──────── Reading passage
Helmet design flaw may put cyclists at risk

  • Thread starter BeSeenOnABike.com
  • Start date



B

BeSeenOnABike.com

Guest
BICYCLE helmet standards have a design flaw that could leave cyclists
vulnerable to serious head injuries, say researchers in Belgium. The
current standards fail to protect one of the most vulnerable parts of
the human head - the temple. Yet the researchers have shown that the
temple is a common impact site.

They studied head injuries in 86 cyclists who had been involved in
accidents. They found that 57 per cent of them had suffered impacts to
the side of the head, and a further 27 per cent had suffered impacts to
the front.

Helmets do protect against some of these injuries, but most current
helmet designs leave the temple unprotected.

http://www.newscientist.com/article.ns?id=mg17924070.400

Chris Street
www.BeSeenOnABike.com
 
Tony Raven wrote:
>> Its a 2003 NS article and the paper, for those with Science Direct
>> access is at http://dx.doi.org/10.1016/S0001-4575(03)00062-9
>>

>
> An interesting excerpt:
>
> "The wearing of a bicycle helmet was documented in only three victims.
> All three had a combination of severe injuries: skull fractures,
> subdural haematoma, subarachnoid haemorrhage, contusions and brain
> swelling in all three, an intracerebral haematoma in one and an
> extradural haematoma in one. All three patients died. Their ages were
> 50, 65 and 71. In one patient, a bystander reported that the helmet had
> shifted backwards at the moment of the impact on the forehead."
────────────────
[Questions]
1. Answer these questions from the helmet thread:
(a) How many cyclists involved in accidents did the researchers study?
(b) What percentage of them had suffered impacts to the front of the head?
(c) What were the ages of the three victims documented as wearing a bicycle helmet?
2. Reproduce the helmet thread word for word, from "http://www.newscientist.com/article.ns?id=mg17924070.400" up to and including "only three victims.".
The rows that come next have nothing to do with the helmet thread.
──────── Supplied records
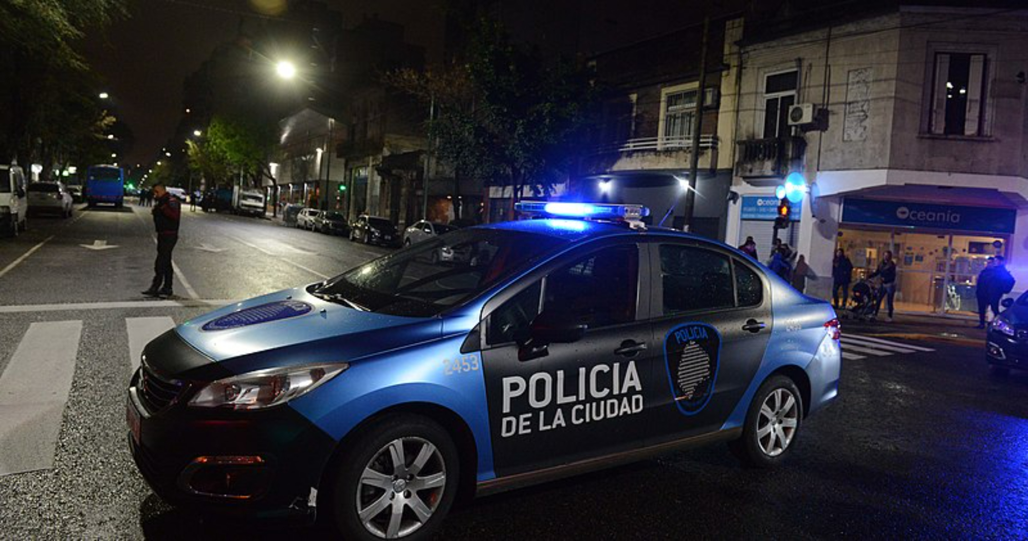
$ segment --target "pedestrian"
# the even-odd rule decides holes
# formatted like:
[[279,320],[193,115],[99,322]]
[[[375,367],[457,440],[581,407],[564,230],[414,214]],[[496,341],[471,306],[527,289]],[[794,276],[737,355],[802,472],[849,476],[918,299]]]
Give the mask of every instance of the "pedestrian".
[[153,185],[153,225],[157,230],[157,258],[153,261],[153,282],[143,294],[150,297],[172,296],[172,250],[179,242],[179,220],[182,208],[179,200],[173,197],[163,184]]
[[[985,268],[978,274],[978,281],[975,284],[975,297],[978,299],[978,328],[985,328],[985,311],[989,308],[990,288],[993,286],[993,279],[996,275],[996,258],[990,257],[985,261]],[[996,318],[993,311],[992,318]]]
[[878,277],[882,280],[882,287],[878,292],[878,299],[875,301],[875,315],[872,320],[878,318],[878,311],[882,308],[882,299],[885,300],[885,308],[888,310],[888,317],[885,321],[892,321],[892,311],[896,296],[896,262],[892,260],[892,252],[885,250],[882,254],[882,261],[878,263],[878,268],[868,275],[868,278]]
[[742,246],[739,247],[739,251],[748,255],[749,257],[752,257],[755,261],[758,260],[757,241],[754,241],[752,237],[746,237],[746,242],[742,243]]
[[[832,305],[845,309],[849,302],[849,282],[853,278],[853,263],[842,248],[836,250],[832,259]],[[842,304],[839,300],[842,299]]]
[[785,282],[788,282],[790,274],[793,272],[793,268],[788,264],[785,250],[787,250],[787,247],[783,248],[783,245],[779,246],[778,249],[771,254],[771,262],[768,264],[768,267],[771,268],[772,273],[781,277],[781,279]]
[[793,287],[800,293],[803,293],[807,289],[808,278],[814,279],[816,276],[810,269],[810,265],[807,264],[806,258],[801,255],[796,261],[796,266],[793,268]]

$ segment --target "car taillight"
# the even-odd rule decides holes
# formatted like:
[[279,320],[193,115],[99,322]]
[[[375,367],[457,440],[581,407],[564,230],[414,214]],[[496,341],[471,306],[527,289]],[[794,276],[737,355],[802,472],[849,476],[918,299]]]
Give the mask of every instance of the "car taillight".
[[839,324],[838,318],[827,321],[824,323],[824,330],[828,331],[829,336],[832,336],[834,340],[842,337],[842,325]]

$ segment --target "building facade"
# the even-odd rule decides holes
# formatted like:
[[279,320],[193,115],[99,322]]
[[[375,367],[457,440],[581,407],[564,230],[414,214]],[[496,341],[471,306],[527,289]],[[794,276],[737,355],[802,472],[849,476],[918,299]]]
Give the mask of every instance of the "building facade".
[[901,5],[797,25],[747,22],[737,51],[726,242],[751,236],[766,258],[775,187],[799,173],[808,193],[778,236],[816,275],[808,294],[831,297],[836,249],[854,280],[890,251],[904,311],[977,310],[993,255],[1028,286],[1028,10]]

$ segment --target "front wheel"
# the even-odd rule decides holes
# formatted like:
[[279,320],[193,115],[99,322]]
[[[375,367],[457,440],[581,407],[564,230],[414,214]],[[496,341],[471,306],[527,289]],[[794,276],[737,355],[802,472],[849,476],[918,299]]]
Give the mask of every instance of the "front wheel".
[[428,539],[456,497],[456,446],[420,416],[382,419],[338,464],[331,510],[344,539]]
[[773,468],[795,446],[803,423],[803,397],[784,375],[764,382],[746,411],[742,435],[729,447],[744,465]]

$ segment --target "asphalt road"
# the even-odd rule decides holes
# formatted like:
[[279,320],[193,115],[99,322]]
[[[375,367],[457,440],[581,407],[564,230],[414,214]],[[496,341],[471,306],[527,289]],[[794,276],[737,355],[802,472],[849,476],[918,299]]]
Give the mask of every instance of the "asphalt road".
────────────────
[Task solutions]
1.
(a) 86
(b) 27 per cent
(c) 50, 65 and 71

2.
http://www.newscientist.com/article.ns?id=mg17924070.400

Chris Street
www.BeSeenOnABike.com
 
Tony Raven wrote:
>> Its a 2003 NS article and the paper, for those with Science Direct
>> access is at http://dx.doi.org/10.1016/S0001-4575(03)00062-9
>>

>
> An interesting excerpt:
>
> "The wearing of a bicycle helmet was documented in only three victims.